[Brief] Rewrite everything from the start of the material down to the line containing "470], [312, 467]]", replacing "blue jeans" with "denim pants" and leaving all else unchanged.

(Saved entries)
---------------

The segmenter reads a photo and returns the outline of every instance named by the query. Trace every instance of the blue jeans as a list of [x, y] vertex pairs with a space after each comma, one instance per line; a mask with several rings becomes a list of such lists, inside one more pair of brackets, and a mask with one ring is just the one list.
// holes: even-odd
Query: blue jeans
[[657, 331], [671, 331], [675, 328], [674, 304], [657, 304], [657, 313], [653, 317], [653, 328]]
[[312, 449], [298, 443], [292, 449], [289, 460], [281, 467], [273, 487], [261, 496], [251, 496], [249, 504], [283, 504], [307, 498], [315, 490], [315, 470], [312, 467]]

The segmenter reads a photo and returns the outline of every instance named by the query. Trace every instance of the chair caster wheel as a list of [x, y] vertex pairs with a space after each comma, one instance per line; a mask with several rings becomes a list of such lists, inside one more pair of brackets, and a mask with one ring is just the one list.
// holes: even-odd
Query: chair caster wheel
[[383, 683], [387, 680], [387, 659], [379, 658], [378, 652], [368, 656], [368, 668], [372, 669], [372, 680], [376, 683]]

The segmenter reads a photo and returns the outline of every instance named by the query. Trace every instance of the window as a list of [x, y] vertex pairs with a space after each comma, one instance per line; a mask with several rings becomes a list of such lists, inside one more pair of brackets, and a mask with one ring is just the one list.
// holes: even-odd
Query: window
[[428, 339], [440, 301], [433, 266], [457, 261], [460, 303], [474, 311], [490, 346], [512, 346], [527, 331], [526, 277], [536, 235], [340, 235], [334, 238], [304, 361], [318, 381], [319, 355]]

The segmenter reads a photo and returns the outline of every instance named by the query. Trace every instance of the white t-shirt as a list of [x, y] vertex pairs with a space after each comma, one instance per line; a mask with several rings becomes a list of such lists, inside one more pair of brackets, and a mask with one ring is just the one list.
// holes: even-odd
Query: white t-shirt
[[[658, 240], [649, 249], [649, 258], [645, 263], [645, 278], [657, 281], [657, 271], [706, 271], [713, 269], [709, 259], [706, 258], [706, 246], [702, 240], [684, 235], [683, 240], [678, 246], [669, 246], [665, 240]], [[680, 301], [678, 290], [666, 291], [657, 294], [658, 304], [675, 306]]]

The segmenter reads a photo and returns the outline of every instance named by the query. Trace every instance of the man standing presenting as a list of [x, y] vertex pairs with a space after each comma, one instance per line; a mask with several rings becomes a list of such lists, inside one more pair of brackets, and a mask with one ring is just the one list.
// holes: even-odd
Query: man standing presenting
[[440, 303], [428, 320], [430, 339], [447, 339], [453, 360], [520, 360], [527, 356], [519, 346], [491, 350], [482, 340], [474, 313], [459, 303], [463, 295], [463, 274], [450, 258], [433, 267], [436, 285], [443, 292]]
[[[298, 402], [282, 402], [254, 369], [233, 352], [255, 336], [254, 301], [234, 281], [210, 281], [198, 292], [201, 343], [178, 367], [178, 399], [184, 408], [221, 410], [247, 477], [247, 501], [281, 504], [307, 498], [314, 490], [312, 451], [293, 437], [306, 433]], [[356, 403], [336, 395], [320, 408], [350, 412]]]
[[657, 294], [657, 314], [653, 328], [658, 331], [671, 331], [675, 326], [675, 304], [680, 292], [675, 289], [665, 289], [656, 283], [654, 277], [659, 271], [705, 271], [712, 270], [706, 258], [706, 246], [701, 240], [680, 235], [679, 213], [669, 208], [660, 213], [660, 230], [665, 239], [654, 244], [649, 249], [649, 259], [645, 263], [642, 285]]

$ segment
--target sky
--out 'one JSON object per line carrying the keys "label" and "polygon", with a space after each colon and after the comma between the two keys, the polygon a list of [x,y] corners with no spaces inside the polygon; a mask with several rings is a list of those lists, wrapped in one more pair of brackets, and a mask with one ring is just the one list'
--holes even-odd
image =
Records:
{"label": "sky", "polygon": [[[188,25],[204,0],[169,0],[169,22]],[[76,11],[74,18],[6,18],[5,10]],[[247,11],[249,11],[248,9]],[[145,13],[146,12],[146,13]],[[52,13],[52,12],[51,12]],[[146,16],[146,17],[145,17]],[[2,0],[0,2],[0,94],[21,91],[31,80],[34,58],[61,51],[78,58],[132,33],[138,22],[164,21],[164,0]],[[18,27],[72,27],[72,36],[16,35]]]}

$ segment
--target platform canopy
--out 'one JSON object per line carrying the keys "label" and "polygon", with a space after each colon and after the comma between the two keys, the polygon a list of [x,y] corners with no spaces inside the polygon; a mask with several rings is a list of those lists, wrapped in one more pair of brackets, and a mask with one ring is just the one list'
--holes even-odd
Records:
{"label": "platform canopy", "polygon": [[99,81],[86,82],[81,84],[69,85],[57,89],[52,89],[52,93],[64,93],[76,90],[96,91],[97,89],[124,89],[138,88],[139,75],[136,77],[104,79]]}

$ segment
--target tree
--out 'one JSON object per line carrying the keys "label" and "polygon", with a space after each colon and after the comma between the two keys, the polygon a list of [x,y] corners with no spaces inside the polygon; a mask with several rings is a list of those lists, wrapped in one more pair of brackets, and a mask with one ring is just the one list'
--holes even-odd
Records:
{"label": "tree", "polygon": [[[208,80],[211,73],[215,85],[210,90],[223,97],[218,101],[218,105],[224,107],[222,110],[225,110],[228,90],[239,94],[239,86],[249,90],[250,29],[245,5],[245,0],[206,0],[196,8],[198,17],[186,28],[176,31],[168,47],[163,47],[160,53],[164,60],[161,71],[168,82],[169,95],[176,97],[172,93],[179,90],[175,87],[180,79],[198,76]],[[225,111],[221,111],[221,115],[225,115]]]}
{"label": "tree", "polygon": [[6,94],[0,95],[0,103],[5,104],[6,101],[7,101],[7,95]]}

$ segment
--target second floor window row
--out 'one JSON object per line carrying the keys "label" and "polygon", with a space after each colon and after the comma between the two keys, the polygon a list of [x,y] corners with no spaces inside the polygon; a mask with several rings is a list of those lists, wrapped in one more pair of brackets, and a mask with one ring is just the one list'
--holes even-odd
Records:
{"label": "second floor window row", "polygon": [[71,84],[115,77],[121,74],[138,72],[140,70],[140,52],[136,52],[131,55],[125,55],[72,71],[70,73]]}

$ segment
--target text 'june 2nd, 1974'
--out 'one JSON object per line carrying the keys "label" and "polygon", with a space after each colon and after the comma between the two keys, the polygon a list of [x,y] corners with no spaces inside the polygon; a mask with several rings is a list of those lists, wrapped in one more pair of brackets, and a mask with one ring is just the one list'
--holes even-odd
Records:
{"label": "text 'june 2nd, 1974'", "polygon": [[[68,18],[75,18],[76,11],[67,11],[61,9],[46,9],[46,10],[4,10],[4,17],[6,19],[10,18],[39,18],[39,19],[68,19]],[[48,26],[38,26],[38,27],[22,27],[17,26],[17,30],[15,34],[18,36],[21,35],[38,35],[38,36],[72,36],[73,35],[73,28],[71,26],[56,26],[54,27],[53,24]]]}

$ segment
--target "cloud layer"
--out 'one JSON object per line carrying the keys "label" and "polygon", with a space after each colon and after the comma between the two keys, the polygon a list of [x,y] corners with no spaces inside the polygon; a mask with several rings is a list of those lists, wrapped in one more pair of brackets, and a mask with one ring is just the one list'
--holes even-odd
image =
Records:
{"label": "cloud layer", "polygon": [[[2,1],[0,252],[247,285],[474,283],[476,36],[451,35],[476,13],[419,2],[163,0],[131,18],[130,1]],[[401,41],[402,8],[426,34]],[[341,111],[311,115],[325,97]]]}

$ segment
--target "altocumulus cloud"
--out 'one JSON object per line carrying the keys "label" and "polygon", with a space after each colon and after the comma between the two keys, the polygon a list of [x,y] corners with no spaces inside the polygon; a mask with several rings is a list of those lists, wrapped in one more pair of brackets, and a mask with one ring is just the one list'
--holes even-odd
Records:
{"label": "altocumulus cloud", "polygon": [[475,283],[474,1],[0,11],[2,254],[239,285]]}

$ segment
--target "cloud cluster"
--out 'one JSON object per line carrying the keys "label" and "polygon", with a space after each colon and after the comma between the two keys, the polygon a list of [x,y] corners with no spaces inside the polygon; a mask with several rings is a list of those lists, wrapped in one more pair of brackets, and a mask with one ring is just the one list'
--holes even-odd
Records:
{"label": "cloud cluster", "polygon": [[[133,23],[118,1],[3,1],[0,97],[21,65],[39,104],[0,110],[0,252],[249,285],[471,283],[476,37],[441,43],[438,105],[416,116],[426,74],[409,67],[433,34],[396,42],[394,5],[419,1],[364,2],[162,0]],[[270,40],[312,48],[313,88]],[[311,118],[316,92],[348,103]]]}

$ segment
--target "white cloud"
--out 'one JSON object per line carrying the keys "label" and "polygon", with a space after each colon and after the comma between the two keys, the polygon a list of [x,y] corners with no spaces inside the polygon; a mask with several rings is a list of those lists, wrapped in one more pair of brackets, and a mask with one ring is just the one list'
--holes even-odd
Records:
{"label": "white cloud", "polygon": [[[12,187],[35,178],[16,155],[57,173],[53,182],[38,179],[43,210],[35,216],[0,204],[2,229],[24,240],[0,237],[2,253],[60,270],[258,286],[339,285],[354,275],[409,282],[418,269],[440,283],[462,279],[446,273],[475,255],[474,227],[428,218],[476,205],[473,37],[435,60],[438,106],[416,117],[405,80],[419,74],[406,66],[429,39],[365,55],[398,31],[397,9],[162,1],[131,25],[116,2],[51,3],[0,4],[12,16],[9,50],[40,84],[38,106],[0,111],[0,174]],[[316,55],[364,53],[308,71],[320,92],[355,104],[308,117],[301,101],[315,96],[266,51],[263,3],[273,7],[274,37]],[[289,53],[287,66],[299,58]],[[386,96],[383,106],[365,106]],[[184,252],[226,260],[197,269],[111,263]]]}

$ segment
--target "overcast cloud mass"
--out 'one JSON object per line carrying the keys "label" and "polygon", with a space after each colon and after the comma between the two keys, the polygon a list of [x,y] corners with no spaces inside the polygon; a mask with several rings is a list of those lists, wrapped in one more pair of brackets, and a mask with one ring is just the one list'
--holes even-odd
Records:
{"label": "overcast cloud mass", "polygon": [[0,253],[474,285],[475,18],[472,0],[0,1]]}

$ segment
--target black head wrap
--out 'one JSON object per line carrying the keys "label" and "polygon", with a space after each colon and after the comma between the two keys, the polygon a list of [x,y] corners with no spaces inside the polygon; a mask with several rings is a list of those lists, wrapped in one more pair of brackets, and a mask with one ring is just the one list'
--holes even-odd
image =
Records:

---------------

[Finished task]
The segmenter reads a photo and returns the outline of every instance named by the query. Trace every instance of the denim pants as a list of [x, y] vertex pairs with a space after each comma, one instance per line; a mask with several rings becomes a list of such lists, inside one more pair of brackets, and a mask with one ring is just the one list.
// holes: even-odd
Query: denim pants
[[657, 331], [671, 331], [675, 328], [674, 304], [657, 304], [657, 313], [653, 317], [653, 328]]
[[312, 449], [298, 443], [292, 449], [289, 460], [281, 467], [273, 487], [261, 496], [251, 496], [249, 504], [283, 504], [307, 498], [315, 490], [315, 470], [312, 467]]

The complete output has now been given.